TASK INSTRUCTIONS –
• 1. In the text on Gray codes and prefix XOR, what value is pre_0 defined to have?
• 2. Carry the Gray code and prefix XOR text forward from its final sentence.

READING TEXT –
Reading g(0..7) = 0,1,3,2,6,7,5,4 — a permutation of {0..7} (Theorem 8.3, bijection). Consecutive differences: g(0)^g(1) = 000^001 = 001 (weight 1); g(1)^g(2) = 001^011 = 010 (weight 1); g(2)^g(3) = 011^010 = 001 (weight 1); and so on — every adjacent pair differs in exactly one bit (Theorem 8.2). Decode g(5) = 111 back: 111 ^ (111>>1) ^ (111>>2) = 111 ^ 011 ^ 001 = 101 = 5 ✓ (Theorem 8.3 inverse). The whole table is a concrete instance of the change-of-basis under which binary "increment" becomes Gray "single-bit flip."

8.2 The Reflection Construction¶

The name "reflected binary code" comes from a recursive construction equivalent to g: the (m+1)-bit Gray sequence is the m-bit sequence prefixed with 0, followed by the reversed m-bit sequence prefixed with 1. Reflecting and prefixing preserves the single-bit-adjacency invariant: within each half it is inherited, and at the seam the two middle codes share the lower m bits (by the reflection) and differ only in the new top bit. One can prove by induction that this recursive sequence equals (g(0), g(1), …, g(2^{m+1}-1)) with g(x) = x ^ (x>>1); the closed form is simply the non-recursive face of the same object. This duality (recursive reflection vs. one shift-XOR) mirrors the broader theme of this topic: an XOR identity compresses an apparently iterative construction into a single algebraic operation.

9. Linearity, Prefix XOR, and Subarray Queries¶

Definition 9.1 (Prefix XOR). For an array a_0, …, a_{n-1}, define pre_0 = 0 and pre_i = a_0 ^ … ^ a_{i-1} for 1 ≤ i ≤ n.

Theorem 9.2 (Subarray XOR in O(1)). For 0 ≤ l ≤ r < n, a_l ^ a_{l+1} ^ … ^ a_r = pre_{r+1} ^ pre_l.

Proof. By definition pre_{r+1} = (a_0 ^ … ^ a_{l-1}) ^ (a_l ^ … ^ a_r) = pre_l ^ (a_l ^ … ^ a_r). XOR both sides by pre_l and apply self-inverse (Proposition 3.1) to cancel pre_l on the right, leaving pre_{r+1} ^ pre_l = a_l ^ … ^ a_r. ∎

Theorem 9.3 (Counting subarrays with XOR = K). The number of subarrays with XOR equal to K equals Σ_{i} cnt[pre_i ^ K] accumulated online, where cnt counts previously seen prefix values. Correctness: a subarray (l, r] has XOR K iff pre_{r+1} ^ pre_l = K iff pre_l = pre_{r+1} ^ K, by self-inverse. Maintaining a frequency map of prefixes gives an O(n) algorithm, the XOR analogue of "subarray sum equals K."

GIVEN DATA –

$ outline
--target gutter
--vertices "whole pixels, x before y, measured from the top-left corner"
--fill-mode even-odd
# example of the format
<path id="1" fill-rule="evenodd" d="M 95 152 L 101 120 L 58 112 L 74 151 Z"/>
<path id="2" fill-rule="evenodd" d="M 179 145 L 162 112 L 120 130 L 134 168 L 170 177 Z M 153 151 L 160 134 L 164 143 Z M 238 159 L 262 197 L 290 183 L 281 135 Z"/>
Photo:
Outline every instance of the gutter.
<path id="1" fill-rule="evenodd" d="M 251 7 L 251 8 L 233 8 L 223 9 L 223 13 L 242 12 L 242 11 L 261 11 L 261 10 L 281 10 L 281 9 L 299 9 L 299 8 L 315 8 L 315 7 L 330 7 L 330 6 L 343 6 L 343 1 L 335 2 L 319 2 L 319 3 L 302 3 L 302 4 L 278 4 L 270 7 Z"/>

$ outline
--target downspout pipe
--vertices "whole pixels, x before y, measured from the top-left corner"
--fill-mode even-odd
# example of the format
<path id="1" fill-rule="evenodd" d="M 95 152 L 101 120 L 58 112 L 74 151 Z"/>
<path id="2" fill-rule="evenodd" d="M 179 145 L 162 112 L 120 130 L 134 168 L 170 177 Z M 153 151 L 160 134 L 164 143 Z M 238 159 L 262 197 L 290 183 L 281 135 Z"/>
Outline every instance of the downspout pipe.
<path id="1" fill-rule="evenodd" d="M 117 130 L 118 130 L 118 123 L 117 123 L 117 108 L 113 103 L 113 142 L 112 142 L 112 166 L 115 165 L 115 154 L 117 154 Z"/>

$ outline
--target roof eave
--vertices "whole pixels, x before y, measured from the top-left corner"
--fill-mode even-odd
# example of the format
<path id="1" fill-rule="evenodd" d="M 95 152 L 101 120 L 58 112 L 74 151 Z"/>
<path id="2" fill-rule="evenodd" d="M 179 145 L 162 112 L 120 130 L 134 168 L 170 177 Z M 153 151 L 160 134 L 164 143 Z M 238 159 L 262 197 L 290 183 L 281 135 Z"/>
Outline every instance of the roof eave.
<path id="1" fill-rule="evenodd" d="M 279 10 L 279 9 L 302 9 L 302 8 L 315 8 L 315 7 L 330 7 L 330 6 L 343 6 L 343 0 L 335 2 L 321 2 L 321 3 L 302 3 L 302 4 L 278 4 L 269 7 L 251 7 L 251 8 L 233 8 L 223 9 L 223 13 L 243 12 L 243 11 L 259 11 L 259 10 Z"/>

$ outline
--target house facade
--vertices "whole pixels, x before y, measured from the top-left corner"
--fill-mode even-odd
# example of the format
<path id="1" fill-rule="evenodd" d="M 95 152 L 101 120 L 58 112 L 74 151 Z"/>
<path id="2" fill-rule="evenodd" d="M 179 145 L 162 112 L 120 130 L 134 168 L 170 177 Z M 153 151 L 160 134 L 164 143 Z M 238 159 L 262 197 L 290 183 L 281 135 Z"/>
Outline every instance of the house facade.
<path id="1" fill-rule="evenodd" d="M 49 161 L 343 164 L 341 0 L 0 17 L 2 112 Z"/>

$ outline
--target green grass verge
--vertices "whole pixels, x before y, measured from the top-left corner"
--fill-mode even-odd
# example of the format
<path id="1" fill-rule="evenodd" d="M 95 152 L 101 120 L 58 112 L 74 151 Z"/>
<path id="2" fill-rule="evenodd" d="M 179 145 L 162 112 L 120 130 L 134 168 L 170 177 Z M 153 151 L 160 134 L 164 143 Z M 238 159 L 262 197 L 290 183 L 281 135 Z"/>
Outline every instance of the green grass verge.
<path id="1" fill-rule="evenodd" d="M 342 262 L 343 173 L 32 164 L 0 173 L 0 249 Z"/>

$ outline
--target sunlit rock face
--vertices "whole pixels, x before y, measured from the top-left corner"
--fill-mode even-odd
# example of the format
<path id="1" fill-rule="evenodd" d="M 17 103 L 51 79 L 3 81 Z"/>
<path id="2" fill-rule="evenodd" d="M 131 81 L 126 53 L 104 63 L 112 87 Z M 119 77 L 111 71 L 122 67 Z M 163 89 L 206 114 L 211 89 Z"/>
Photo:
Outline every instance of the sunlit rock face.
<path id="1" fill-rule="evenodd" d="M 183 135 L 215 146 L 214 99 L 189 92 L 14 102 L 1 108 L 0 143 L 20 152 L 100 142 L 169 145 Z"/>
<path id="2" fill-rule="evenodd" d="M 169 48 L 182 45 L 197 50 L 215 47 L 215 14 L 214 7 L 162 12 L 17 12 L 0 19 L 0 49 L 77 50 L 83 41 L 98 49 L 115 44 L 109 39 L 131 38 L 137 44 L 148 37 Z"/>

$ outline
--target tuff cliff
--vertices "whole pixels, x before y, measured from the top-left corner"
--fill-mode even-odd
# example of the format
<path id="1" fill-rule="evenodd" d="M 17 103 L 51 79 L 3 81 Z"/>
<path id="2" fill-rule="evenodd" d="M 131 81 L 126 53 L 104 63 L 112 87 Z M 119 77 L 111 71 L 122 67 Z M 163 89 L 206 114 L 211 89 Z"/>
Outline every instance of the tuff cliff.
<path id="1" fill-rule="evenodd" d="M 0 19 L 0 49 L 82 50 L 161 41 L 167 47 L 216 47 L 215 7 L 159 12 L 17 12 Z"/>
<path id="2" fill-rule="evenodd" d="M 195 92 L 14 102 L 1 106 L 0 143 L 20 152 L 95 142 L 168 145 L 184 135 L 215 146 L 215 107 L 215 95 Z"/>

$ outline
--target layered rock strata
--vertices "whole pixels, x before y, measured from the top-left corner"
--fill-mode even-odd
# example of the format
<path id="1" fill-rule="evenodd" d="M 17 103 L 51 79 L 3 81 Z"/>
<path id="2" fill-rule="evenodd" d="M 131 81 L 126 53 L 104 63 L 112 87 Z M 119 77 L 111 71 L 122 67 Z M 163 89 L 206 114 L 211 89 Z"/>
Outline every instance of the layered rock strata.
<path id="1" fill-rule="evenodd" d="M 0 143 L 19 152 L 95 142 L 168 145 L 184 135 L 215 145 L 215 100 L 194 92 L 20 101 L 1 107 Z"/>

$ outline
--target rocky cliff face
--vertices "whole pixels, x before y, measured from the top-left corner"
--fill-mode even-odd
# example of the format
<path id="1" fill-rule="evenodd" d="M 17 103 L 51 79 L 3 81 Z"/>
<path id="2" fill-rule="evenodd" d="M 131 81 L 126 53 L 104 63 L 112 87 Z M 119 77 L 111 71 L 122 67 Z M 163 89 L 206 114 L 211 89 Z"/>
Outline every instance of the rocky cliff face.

RESULTS IN ORDER –
• 1. 0

• 2.
Proof. Fix the right endpoint r+1 with prefix value p = pre_{r+1}. A left boundary l ≤ r+1 gives XOR K over (l, r] iff p ^ pre_l = K, i.e. pre_l = p ^ K (self-inverse). The count of valid l is the number of earlier prefixes equal to p ^ K, which is cnt[p ^ K]. Summing over all right endpoints, while inserting each pre into cnt as it is passed, counts every qualifying subarray exactly once. ∎

Remark (why prefix XOR works at all). Prefix sums work because addition has inverses (subtraction). Prefix XOR works for the same algebraic reason: (V, ^) is a group, and the inverse of any prefix is itself (self-inverse). Subarray queries are "group element differences" pre_{r+1} ^ pre_l^{-1} = pre_{r+1} ^ pre_l. The whole prefix technique is a statement about computing in a commutative group.

9.1 Worked Verification of the Subarray Identity¶

Take a = [4, 2, 7, 1, 9] over 4-bit values. The prefixes are:

pre_0 = 0
pre_1 = 4              = 0100
pre_2 = 4 ^ 2 = 6      = 0110
pre_3 = 6 ^ 7 = 1      = 0001
pre_4 = 1 ^ 1 = 0      = 0000
pre_5 = 0 ^ 9 = 9      = 1001

Query the XOR of a[1..3] = {2, 7, 1}. By Theorem 9.2 it is pre_4 ^ pre_1 = 0 ^ 4 = 4. Check directly: 2 ^ 7 ^ 1 = (0010 ^ 0111) ^ 0001 = 0101 ^ 0001 = 0100 = 4. They agree. The shared prefix pre_1 (the contribution of a[0] = 4) cancelled itself out of pre_4, isolating exactly the middle elements — a concrete instance of self-inverse cancellation in the group (V, ^).

9.2 Worked Count of Subarrays with XOR = K¶

Let a = [4, 2, 2, 6] and K = 6. Maintain cnt (seeded cnt[0] = 1) and accumulate. Walking prefixes p:

start: cnt = {0:1}, total = 0
p = 4 (after a[0]):  need pre = p^K = 4^6 = 2; cnt[2]=0 -> total 0; cnt[4]+=1
p = 6 (after a[1]):  need 6^6 = 0; cnt[0]=1 -> total 1; cnt[6]+=1   (subarray a[0..1])
p = 4 (after a[2]):  need 4^6 = 2; cnt[2]=0 -> total 1; cnt[4]+=1
p = 2 (after a[3]):  need 2^6 = 4; cnt[4]=2 -> total 3; cnt[2]+=1   (two left ends)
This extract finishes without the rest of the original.